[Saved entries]
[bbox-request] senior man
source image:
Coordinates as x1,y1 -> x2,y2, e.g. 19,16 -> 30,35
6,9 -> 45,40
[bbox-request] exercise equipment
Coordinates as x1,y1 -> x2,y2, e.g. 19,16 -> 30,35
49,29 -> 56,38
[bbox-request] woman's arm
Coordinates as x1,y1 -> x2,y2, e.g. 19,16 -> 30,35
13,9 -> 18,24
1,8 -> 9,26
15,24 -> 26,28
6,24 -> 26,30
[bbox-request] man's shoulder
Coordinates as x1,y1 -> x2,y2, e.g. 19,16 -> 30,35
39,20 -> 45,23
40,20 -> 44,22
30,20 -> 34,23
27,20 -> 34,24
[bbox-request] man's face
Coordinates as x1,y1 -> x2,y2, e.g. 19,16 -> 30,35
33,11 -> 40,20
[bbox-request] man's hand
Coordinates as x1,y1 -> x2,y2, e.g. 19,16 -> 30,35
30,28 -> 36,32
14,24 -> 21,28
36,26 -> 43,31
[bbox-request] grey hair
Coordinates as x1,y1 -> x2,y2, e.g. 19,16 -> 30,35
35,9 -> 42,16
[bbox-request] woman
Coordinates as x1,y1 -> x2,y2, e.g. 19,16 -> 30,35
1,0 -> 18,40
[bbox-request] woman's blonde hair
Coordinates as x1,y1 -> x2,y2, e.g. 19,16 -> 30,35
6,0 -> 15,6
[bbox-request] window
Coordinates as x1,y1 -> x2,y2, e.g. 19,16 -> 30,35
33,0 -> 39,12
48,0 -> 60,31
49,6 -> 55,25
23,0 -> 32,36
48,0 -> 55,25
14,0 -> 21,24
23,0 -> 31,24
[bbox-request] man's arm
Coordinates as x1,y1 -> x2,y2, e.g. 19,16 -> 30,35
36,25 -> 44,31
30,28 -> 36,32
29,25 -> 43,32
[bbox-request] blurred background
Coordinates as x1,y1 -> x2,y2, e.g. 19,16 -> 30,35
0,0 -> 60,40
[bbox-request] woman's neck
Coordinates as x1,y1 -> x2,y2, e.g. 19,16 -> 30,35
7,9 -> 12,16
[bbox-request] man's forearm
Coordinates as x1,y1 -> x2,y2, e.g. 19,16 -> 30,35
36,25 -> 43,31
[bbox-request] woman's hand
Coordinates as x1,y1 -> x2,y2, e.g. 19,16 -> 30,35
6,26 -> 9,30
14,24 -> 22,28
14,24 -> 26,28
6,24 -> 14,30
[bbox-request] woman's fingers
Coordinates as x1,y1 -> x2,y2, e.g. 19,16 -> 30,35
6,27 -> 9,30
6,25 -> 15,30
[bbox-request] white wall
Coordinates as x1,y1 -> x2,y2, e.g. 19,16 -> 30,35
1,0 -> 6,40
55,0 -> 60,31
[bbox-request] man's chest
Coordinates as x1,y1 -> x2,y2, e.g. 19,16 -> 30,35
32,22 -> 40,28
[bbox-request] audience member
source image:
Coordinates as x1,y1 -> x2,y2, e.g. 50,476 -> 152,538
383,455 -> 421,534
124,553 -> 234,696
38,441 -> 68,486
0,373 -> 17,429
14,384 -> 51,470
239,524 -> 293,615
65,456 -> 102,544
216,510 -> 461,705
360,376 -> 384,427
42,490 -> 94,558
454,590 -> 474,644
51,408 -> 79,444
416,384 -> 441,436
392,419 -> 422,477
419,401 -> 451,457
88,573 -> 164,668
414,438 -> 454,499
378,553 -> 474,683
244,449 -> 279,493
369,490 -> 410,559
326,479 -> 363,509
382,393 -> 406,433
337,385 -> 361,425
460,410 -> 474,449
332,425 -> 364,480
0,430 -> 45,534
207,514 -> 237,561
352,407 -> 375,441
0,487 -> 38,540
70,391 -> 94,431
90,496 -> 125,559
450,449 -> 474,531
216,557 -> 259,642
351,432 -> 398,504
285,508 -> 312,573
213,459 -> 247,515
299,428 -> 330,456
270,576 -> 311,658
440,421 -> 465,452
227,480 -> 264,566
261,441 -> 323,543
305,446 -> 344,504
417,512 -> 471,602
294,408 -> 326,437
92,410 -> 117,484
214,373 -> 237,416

Exercise requirements
In the entries above, find the line holding "[bbox-request] grey hair" and the line holding "[bbox-request] woman's hand"; print both of them and every line between, exactly, and nothing else.

Reply to the task
[bbox-request] grey hair
Coordinates as x1,y1 -> x2,y2, e.g. 19,16 -> 30,35
35,9 -> 42,16
[bbox-request] woman
Coordinates as x1,y1 -> x2,y2, e.g. 19,16 -> 30,35
1,0 -> 18,40
[bbox-request] woman's blonde hair
Coordinates as x1,y1 -> x2,y2, e.g. 19,16 -> 30,35
6,0 -> 15,6
[bbox-request] window
Coordinates as x1,y1 -> x2,y2, e.g. 19,16 -> 30,35
33,0 -> 39,12
48,0 -> 60,31
49,6 -> 55,25
23,0 -> 32,36
48,0 -> 55,25
14,0 -> 21,24
23,0 -> 31,24
[bbox-request] man's arm
Coordinates as x1,y1 -> x2,y2, e.g. 19,16 -> 30,35
36,25 -> 44,31
30,28 -> 36,32
29,25 -> 43,32
[bbox-request] blurred background
Coordinates as x1,y1 -> x2,y2, e.g. 19,16 -> 30,35
0,0 -> 60,40
[bbox-request] woman's neck
Coordinates as x1,y1 -> x2,y2, e.g. 19,16 -> 30,35
7,9 -> 12,16
[bbox-request] man's forearm
Coordinates as x1,y1 -> x2,y2, e.g. 19,16 -> 30,35
36,25 -> 43,31
[bbox-request] woman's hand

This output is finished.